─── RECORDS SUPPLIED ───
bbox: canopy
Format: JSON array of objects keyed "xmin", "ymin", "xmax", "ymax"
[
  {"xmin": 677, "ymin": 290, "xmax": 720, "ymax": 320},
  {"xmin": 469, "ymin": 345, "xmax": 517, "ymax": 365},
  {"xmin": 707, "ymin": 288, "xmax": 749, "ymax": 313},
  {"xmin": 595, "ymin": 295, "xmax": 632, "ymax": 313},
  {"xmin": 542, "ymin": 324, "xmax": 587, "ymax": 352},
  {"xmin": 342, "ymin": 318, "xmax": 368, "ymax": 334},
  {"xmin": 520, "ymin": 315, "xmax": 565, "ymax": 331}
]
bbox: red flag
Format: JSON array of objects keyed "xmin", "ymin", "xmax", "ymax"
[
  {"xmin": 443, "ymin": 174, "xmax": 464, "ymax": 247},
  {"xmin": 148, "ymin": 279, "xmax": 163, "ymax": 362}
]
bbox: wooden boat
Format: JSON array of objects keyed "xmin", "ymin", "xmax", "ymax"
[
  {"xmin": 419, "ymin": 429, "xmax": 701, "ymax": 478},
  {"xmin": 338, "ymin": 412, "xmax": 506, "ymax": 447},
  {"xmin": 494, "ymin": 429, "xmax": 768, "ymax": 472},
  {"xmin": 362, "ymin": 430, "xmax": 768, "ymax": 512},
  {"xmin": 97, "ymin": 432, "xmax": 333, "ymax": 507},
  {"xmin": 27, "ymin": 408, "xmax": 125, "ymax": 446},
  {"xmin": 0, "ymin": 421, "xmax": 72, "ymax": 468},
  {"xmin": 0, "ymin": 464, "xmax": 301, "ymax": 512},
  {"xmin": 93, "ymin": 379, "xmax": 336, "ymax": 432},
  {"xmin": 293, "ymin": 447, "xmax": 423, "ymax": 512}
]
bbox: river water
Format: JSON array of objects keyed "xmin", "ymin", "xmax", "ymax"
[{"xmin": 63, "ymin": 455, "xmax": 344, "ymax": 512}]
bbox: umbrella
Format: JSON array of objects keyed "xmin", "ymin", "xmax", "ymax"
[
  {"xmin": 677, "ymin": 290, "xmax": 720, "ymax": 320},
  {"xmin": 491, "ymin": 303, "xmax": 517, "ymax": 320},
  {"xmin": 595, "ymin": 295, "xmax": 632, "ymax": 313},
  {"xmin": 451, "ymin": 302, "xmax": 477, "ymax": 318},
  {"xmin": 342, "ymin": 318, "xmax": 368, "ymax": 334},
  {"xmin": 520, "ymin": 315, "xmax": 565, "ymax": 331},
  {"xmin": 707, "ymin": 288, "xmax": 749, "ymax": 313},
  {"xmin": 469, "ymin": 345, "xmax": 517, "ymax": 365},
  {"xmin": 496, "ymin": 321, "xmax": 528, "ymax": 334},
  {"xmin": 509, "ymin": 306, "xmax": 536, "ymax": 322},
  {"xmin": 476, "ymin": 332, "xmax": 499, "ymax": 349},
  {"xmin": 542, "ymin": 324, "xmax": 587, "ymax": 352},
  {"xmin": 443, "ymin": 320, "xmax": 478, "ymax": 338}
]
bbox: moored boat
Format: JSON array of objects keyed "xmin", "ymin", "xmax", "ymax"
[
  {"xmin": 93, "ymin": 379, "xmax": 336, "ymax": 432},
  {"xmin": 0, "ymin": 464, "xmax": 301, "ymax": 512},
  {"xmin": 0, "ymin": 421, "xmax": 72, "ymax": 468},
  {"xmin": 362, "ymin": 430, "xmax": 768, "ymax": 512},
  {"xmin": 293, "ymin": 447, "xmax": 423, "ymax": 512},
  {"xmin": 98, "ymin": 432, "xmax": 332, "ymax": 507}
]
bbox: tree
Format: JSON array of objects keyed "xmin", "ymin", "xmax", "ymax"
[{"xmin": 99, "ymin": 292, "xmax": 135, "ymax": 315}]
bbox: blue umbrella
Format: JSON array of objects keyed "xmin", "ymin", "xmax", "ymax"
───
Put every line of the rows above into a Markdown table with columns named Line and Content, numbering each line in order and skipping blank lines.

- WRITTEN RESPONSE -
| Line | Content |
|---|---|
| 1 | bbox: canopy |
| 2 | Format: JSON array of objects keyed "xmin", "ymin", "xmax", "ymax" |
| 3 | [ |
| 4 |   {"xmin": 677, "ymin": 290, "xmax": 720, "ymax": 320}, |
| 5 |   {"xmin": 469, "ymin": 345, "xmax": 517, "ymax": 365}, |
| 6 |   {"xmin": 707, "ymin": 288, "xmax": 749, "ymax": 313}, |
| 7 |   {"xmin": 595, "ymin": 295, "xmax": 632, "ymax": 313}, |
| 8 |   {"xmin": 542, "ymin": 324, "xmax": 587, "ymax": 352}, |
| 9 |   {"xmin": 342, "ymin": 318, "xmax": 368, "ymax": 334}, |
| 10 |   {"xmin": 520, "ymin": 315, "xmax": 565, "ymax": 331} |
| 11 | ] |
| 12 | bbox: red flag |
| 13 | Format: JSON array of objects keyed "xmin", "ymin", "xmax", "ymax" |
| 14 | [ |
| 15 |   {"xmin": 443, "ymin": 174, "xmax": 464, "ymax": 247}, |
| 16 |   {"xmin": 148, "ymin": 279, "xmax": 163, "ymax": 362} |
| 17 | ] |
| 18 | bbox: wooden boat |
| 19 | Format: JSON array of objects keyed "xmin", "ymin", "xmax", "ymax" |
| 20 | [ |
| 21 |   {"xmin": 419, "ymin": 429, "xmax": 701, "ymax": 478}, |
| 22 |   {"xmin": 338, "ymin": 412, "xmax": 506, "ymax": 447}, |
| 23 |   {"xmin": 494, "ymin": 429, "xmax": 768, "ymax": 472}, |
| 24 |   {"xmin": 362, "ymin": 430, "xmax": 768, "ymax": 512}, |
| 25 |   {"xmin": 97, "ymin": 432, "xmax": 333, "ymax": 507}, |
| 26 |   {"xmin": 27, "ymin": 408, "xmax": 125, "ymax": 446}, |
| 27 |   {"xmin": 0, "ymin": 421, "xmax": 72, "ymax": 468}, |
| 28 |   {"xmin": 0, "ymin": 464, "xmax": 301, "ymax": 512}, |
| 29 |   {"xmin": 93, "ymin": 379, "xmax": 336, "ymax": 432}, |
| 30 |   {"xmin": 293, "ymin": 447, "xmax": 423, "ymax": 512} |
| 31 | ] |
| 32 | bbox: river water |
| 33 | Format: JSON array of objects keyed "xmin", "ymin", "xmax", "ymax" |
| 34 | [{"xmin": 63, "ymin": 455, "xmax": 344, "ymax": 512}] |
| 35 | bbox: umbrella |
| 36 | Format: JSON array of objects keyed "xmin", "ymin", "xmax", "ymax" |
| 37 | [ |
| 38 |   {"xmin": 677, "ymin": 290, "xmax": 720, "ymax": 320}, |
| 39 |   {"xmin": 491, "ymin": 303, "xmax": 517, "ymax": 320}, |
| 40 |   {"xmin": 595, "ymin": 295, "xmax": 632, "ymax": 313}, |
| 41 |   {"xmin": 451, "ymin": 302, "xmax": 477, "ymax": 318}, |
| 42 |   {"xmin": 342, "ymin": 318, "xmax": 368, "ymax": 334}, |
| 43 |   {"xmin": 520, "ymin": 315, "xmax": 565, "ymax": 331}, |
| 44 |   {"xmin": 707, "ymin": 288, "xmax": 749, "ymax": 313}, |
| 45 |   {"xmin": 469, "ymin": 345, "xmax": 517, "ymax": 365}, |
| 46 |   {"xmin": 496, "ymin": 321, "xmax": 528, "ymax": 334}, |
| 47 |   {"xmin": 509, "ymin": 306, "xmax": 536, "ymax": 322}, |
| 48 |   {"xmin": 476, "ymin": 332, "xmax": 499, "ymax": 349}, |
| 49 |   {"xmin": 542, "ymin": 324, "xmax": 587, "ymax": 352}, |
| 50 |   {"xmin": 443, "ymin": 320, "xmax": 478, "ymax": 338} |
| 51 | ] |
| 52 | bbox: moored boat |
| 53 | Format: JSON array of objects keyed "xmin", "ymin", "xmax", "ymax" |
| 54 | [ |
| 55 |   {"xmin": 93, "ymin": 379, "xmax": 336, "ymax": 432}, |
| 56 |   {"xmin": 0, "ymin": 464, "xmax": 301, "ymax": 512}, |
| 57 |   {"xmin": 0, "ymin": 421, "xmax": 72, "ymax": 468}, |
| 58 |   {"xmin": 362, "ymin": 430, "xmax": 768, "ymax": 512}, |
| 59 |   {"xmin": 293, "ymin": 447, "xmax": 423, "ymax": 512}, |
| 60 |   {"xmin": 98, "ymin": 432, "xmax": 332, "ymax": 507} |
| 61 | ] |
| 62 | bbox: tree |
| 63 | Format: JSON array of objects keyed "xmin", "ymin", "xmax", "ymax" |
| 64 | [{"xmin": 99, "ymin": 292, "xmax": 135, "ymax": 315}] |
| 65 | bbox: blue umbrella |
| 66 | Format: JSON array of objects keyed "xmin", "ymin", "xmax", "ymax" |